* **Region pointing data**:
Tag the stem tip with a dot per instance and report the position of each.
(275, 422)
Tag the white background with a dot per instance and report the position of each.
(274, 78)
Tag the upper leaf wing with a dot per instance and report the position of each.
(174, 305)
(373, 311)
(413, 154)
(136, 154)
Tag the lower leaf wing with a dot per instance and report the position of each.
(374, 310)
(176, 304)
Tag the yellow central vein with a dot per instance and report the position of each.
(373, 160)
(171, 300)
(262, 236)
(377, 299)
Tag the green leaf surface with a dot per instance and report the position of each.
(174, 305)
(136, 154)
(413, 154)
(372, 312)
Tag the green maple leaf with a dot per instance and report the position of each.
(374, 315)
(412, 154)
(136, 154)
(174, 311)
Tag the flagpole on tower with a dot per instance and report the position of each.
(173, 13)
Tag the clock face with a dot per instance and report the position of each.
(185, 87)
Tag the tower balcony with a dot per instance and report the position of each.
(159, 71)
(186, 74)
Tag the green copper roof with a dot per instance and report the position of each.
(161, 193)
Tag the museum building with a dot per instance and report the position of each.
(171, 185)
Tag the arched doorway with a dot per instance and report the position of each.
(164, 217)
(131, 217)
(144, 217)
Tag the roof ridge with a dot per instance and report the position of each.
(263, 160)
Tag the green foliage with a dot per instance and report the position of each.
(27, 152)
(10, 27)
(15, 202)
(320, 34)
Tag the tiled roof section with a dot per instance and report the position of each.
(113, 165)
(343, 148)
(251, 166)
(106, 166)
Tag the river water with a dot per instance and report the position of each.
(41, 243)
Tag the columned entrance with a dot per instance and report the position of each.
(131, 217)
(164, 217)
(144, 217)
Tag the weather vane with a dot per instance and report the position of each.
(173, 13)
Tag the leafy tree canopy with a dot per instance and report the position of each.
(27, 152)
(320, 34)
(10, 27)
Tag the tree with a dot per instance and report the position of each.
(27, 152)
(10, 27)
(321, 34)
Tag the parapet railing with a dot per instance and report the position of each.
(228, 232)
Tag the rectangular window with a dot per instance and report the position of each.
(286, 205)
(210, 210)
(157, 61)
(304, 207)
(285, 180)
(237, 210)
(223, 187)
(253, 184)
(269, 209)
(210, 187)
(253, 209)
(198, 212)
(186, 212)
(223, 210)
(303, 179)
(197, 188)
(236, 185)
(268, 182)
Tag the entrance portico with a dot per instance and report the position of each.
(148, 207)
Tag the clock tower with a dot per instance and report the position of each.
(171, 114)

* **Instructions for the task**:
Every entry, from first to last, should be written out exactly.

* **Expected answer**:
Tag the stem tip with a dot per instance and report the position of each.
(275, 422)
Tag the white background with a dot per instance and report the position of each.
(274, 78)
Tag the upper leaf wing with a dot per instance and report the position of each.
(174, 305)
(373, 311)
(413, 154)
(136, 154)
Tag the lower leaf wing with a dot per instance and report the position of each.
(374, 310)
(176, 304)
Tag the yellow central vein with a dot per instance and report the position of each.
(373, 160)
(171, 300)
(262, 236)
(377, 299)
Tag the green leaf surface with a dot per instance and report the position of each.
(174, 305)
(136, 154)
(413, 154)
(372, 312)
Tag the green maple leaf with a dot per instance and report the position of each.
(374, 315)
(412, 154)
(136, 154)
(174, 311)
Tag the flagpole on tower with a dot per instance and report the position of each.
(173, 13)
Tag the clock face with a dot per instance and report the position of each.
(185, 87)
Tag the tower balcony with a dot per instance and report the position of each.
(159, 71)
(186, 74)
Tag the green copper roof with a dot per instance and report the position of each.
(161, 193)
Tag the museum building with a dot per instance and report the position of each.
(171, 185)
Tag the arched doorway with a dot per instance and report the position of each.
(164, 217)
(131, 217)
(144, 217)
Tag the roof ridge with a dot per instance and report the position of each.
(263, 160)
Tag the green foliage with a dot per instance and report the position of each.
(27, 152)
(10, 27)
(15, 202)
(320, 34)
Tag the tiled roof section with a dot per instance and report the position of each.
(113, 165)
(343, 148)
(251, 166)
(106, 166)
Tag the river water with a dot per instance and report the position of each.
(41, 243)
Tag the columned entrance with a dot per instance and report the position of each.
(131, 217)
(164, 217)
(144, 217)
Tag the weather vane with a dot per instance and report the position of each.
(173, 13)
Tag the leafy tree canopy with a dot per instance and report the position of each.
(27, 152)
(320, 34)
(10, 27)
Tag the tree with a dot per instance and report the position of each.
(27, 152)
(10, 27)
(321, 34)
Tag the parapet railing with a dot per instance and report the position of each.
(228, 232)
Tag the rectangular window with a dot per instance and report the position of each.
(286, 205)
(210, 210)
(157, 61)
(304, 207)
(285, 180)
(237, 210)
(223, 187)
(253, 184)
(269, 209)
(210, 187)
(253, 209)
(198, 212)
(186, 212)
(223, 210)
(303, 179)
(197, 188)
(236, 185)
(268, 182)
Tag the entrance portico with a dot per instance and report the position of each.
(148, 207)
Tag the clock tower with a dot per instance and report the position of each.
(171, 114)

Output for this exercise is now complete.